_YOUR OBJECTIVE_.
Please write out each entry exactly as it appears.

(Items listed in a dataset)
------------------------------

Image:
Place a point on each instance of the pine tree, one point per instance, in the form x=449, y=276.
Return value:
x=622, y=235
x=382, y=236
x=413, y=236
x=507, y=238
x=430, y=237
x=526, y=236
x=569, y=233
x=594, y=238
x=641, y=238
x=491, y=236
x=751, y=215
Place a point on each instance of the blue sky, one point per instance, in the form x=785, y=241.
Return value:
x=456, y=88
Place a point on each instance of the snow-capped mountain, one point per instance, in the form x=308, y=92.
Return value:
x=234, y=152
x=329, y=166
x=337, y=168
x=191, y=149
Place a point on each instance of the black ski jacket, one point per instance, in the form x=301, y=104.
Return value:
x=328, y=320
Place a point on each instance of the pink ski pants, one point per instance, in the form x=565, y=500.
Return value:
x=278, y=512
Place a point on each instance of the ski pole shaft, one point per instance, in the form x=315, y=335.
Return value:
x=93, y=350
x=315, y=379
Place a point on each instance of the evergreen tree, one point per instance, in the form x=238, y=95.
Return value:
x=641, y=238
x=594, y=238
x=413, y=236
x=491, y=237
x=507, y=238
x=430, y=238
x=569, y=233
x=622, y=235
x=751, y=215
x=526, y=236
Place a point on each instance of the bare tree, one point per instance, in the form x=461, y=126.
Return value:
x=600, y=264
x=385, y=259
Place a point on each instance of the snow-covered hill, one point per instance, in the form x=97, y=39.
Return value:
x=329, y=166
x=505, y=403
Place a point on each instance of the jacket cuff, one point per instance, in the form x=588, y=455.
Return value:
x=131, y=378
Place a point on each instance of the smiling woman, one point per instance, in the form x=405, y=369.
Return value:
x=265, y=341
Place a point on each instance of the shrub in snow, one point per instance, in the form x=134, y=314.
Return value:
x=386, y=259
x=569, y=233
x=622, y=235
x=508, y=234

------------------------------

_SOLVED EXERCISE_.
Image:
Place a point on each instance of the pine tree, one point per instance, in the form x=449, y=276.
Return value:
x=622, y=235
x=382, y=236
x=413, y=236
x=507, y=238
x=430, y=237
x=526, y=236
x=569, y=233
x=594, y=238
x=641, y=238
x=491, y=236
x=751, y=215
Place a point on each instance of the blue sky, one point per instance, in the form x=785, y=241.
Return value:
x=456, y=88
Place a point on each instance of the snow-capped mountain, one point per instance, in the form x=308, y=92.
Return value:
x=234, y=152
x=329, y=166
x=337, y=168
x=191, y=149
Place a point on each instance of the black ski jacket, one point per instance, in the form x=301, y=104.
Return value:
x=328, y=320
Place a point on each instance of the pink ski pants, one point per instance, in the form x=565, y=500.
Return value:
x=278, y=512
Place a point on each instance of the ski pole shaft, one point per instance, in the form x=315, y=335.
Return value:
x=93, y=350
x=315, y=379
Place a point on each instance of the evergreen tree, one point per instance, in the form x=238, y=95.
Return value:
x=641, y=238
x=594, y=238
x=413, y=236
x=491, y=237
x=507, y=238
x=430, y=238
x=569, y=233
x=622, y=235
x=751, y=215
x=526, y=236
Place a point on each instance of the bare tree, one point per instance, in the form x=461, y=126.
Return value:
x=600, y=264
x=385, y=259
Place a point on each instance of the snow-covered hill, one point per instance, in the form x=97, y=39.
Return value:
x=329, y=166
x=505, y=403
Place a point on each instance of the jacket cuff, one point per instance, in the form x=588, y=455.
Return value:
x=131, y=378
Place a point on each instance of the smiling woman, one point per instance, in the form x=405, y=369.
Return value:
x=265, y=341
Place a point on each instance of the shrub in snow, one point per instance, in the form x=134, y=314.
Return value:
x=386, y=259
x=569, y=233
x=622, y=235
x=508, y=234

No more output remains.